### Tarea breve 1
En el fragmento sobre las expediciones, ¿a quién se cita con la frase «Las expediciones no se han hecho para débiles»?
### Tarea breve 2
Prosiga el fragmento sobre las expediciones a partir de su última oración.

### Fragmento
═══

EXPEDICIONES Y CIENCIA VIVIDA
Fui testigo de muchas de sus travesías. En ocasiones, la madrugada lo encontraba mirando al cielo y murmurando: “Ya es mañana, hay que dormir un rato”. Apenas unas horas en hamaca y volvía al camino, incansable. “Las expediciones no se han hecho para débiles”, me dijo un día, con firmeza, citando a Henry Morton Stanley, el más grande explorador del continente africano.
No enseñaba desde el pedestal, sino desde la cercanía. Su saber era semilla compartida, jamás imposición. Entre turistas en Viñales, su trato cordial y elegante dejaba huella imborrable. Recuerdo un huracán que barrió los tocororos. Los visitantes querían verlos, él, con tristeza, murmuró: “¿De dónde saco un tocororo ahora?”. Y, como quien conjura la desilusión, los condujo a una cueva escondida donde un manantial corría en penumbra: sorpresa en lugar de ausencia. Ese era él: transformaba la pérdida en maravilla.

═══

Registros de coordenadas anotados
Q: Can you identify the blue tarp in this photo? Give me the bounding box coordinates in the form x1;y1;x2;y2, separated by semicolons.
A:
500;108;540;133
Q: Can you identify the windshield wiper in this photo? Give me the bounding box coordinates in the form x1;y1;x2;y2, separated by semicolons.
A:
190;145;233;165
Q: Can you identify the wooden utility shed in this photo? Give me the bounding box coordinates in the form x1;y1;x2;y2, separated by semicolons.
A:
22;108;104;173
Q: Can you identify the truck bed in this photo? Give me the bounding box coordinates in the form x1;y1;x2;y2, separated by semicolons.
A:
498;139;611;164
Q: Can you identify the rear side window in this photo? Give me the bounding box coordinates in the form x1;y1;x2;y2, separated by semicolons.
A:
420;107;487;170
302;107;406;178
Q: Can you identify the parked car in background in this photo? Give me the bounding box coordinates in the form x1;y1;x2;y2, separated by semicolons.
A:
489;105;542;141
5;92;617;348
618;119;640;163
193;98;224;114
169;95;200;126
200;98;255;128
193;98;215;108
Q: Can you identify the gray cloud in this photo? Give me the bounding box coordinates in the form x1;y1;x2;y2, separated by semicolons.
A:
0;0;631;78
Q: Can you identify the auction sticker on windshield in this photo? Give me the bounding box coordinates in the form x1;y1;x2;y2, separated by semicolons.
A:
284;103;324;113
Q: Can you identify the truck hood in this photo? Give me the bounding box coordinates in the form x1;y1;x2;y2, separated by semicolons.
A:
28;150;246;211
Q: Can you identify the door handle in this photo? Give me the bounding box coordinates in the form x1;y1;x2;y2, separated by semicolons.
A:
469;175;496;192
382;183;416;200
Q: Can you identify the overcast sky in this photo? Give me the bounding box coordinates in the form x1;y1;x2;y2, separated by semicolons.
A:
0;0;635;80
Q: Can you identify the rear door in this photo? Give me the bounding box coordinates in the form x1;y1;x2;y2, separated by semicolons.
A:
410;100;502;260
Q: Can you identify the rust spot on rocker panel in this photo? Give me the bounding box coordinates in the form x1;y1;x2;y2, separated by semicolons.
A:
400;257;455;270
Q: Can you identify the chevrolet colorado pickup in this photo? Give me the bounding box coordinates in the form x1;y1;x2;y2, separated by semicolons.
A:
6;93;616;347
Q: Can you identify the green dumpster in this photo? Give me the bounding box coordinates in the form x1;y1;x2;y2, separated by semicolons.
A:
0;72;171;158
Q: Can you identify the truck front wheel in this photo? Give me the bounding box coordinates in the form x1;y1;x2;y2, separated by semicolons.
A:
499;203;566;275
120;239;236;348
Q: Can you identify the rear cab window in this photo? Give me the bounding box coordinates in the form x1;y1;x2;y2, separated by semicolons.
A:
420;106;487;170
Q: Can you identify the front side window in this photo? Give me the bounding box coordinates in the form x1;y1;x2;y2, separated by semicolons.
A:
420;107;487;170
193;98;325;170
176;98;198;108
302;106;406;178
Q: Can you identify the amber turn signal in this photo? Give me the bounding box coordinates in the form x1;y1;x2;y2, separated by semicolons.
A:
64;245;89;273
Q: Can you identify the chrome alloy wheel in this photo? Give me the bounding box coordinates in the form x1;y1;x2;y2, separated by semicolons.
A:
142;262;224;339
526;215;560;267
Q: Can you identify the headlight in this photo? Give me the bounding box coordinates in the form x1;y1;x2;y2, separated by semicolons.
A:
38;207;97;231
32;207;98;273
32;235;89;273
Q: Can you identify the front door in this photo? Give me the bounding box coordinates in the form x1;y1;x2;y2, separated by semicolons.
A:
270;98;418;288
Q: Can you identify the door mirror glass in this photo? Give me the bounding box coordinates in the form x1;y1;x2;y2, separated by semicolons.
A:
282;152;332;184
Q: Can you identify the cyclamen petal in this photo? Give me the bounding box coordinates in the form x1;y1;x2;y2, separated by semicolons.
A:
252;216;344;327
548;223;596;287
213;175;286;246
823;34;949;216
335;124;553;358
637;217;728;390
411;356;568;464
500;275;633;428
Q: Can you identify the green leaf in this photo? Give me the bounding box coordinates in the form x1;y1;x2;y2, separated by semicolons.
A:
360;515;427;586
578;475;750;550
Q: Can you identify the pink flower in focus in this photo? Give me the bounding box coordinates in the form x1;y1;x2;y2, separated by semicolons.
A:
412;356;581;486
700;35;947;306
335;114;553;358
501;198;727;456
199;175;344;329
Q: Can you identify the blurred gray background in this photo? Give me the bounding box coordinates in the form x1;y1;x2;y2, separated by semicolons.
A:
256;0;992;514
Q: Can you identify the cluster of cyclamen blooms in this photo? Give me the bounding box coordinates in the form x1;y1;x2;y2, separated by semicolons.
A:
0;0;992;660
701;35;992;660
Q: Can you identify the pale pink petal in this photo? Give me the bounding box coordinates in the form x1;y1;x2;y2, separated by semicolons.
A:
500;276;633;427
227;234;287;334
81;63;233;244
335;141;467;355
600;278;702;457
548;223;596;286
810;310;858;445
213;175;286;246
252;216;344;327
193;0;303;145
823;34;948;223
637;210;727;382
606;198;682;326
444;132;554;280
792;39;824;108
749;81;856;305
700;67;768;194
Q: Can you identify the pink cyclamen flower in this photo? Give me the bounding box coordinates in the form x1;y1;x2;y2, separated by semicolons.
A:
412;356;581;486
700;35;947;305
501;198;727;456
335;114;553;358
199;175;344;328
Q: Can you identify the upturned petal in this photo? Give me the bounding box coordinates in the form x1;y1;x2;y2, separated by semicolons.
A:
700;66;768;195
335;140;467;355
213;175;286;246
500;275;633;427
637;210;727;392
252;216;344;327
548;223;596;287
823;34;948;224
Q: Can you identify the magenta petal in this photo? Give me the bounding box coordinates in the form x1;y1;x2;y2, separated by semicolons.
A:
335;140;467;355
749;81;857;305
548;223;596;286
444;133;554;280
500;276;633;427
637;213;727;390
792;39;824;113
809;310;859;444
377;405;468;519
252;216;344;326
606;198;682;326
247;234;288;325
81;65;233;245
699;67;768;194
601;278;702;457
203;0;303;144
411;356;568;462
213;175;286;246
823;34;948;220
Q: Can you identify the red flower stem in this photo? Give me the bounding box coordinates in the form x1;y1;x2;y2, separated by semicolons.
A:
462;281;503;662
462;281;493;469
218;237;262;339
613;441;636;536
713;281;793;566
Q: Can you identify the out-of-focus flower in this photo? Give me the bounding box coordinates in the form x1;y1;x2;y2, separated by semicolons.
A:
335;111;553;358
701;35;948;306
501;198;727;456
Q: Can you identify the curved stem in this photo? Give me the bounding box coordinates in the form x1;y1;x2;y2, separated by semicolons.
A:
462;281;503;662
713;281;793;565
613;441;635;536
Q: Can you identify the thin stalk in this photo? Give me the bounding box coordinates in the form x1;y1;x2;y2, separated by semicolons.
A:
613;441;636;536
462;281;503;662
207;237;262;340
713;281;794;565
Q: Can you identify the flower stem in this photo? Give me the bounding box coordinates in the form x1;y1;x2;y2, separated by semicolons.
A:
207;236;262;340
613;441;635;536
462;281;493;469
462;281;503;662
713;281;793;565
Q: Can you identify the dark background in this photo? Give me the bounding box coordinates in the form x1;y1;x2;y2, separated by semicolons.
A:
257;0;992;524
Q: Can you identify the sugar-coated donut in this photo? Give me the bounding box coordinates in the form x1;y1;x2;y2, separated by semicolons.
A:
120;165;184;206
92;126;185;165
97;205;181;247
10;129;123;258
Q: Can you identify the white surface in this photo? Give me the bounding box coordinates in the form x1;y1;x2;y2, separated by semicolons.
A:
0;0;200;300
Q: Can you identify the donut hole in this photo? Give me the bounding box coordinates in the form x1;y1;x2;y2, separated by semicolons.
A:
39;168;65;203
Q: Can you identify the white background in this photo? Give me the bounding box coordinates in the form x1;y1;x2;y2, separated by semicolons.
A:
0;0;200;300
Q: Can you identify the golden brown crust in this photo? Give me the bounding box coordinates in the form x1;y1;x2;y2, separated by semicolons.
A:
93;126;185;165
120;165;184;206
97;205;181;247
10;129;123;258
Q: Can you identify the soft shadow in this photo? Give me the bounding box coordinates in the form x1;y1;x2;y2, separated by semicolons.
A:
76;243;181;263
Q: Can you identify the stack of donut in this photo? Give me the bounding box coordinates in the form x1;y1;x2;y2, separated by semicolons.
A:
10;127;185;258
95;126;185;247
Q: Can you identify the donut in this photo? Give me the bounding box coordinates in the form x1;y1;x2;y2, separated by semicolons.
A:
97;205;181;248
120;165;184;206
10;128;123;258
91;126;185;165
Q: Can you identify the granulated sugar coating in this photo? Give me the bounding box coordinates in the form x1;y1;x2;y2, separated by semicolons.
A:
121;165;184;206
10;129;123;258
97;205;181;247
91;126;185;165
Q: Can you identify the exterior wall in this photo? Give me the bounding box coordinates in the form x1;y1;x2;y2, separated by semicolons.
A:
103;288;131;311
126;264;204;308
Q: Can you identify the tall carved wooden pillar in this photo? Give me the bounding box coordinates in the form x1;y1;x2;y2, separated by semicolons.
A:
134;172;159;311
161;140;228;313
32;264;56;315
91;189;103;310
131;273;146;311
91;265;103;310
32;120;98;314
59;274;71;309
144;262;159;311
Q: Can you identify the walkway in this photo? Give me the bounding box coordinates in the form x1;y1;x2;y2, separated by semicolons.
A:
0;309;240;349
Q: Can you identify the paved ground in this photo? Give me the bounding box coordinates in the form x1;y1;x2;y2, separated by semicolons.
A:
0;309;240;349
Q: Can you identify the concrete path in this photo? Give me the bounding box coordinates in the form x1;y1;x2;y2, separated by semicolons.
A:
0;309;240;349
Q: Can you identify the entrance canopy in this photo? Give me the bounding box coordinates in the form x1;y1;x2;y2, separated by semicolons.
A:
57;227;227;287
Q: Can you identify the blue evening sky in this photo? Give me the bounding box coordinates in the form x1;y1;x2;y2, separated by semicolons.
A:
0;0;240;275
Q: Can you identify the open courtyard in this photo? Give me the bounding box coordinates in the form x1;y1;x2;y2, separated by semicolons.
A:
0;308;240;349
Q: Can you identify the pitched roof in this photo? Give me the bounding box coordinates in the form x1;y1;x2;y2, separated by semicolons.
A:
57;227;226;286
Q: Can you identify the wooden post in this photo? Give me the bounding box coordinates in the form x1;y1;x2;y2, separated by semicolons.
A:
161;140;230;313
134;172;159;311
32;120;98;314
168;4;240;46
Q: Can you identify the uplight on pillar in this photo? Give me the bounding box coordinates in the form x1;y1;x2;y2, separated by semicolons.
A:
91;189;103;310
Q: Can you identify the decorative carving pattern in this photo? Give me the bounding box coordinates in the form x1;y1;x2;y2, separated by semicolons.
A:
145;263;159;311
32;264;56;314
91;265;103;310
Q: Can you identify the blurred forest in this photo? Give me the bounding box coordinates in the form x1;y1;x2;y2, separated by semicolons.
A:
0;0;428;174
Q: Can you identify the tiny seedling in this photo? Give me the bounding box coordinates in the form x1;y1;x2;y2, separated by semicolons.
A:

═══

### Resultado final 1
A Henry Morton Stanley, el más grande explorador del continente africano.

### Resultado final 2
HUMANIDAD Y VIDA ÍNTIMA
Desde niño fue nobleza y ternura. “No quiero saber que esos viejitos pasen hambre mientras aquí haya algo de comer”, decía a su esposa. Y, aunque director de la Unidad Pedagógica en Sandino, en algunos fines de semana regresaba a Caracoles para sembrar arroz con su familia: “Tengo que ayudar a mis viejos”, decía.
Amaba la música clásica y la de la Década Prodigiosa. Bailar le apasionaba, aunque sus hijos se burlaran de su torpeza: con dos tragos encima, parecía saltar al compás de un ritmo secreto. Romántico irremediable, admiraba a Dyango, Serrat y a los Beatles. Para él, el amor era un poema vivo, y la educación, un deber compartido en familia. “Si no fuera por mi esposa y mis hijos, yo no hubiera recorrido este camino arduo pero fascinante”, confesaba.
Leía muchísimo, tanto en inglés como en español. Soñaba con dedicar tiempo a García Márquez, Galeano, Twain y Hemingway. La muerte interrumpió ese anhelo, dejando intacta una biblioteca que aún aguarda por manos curiosas.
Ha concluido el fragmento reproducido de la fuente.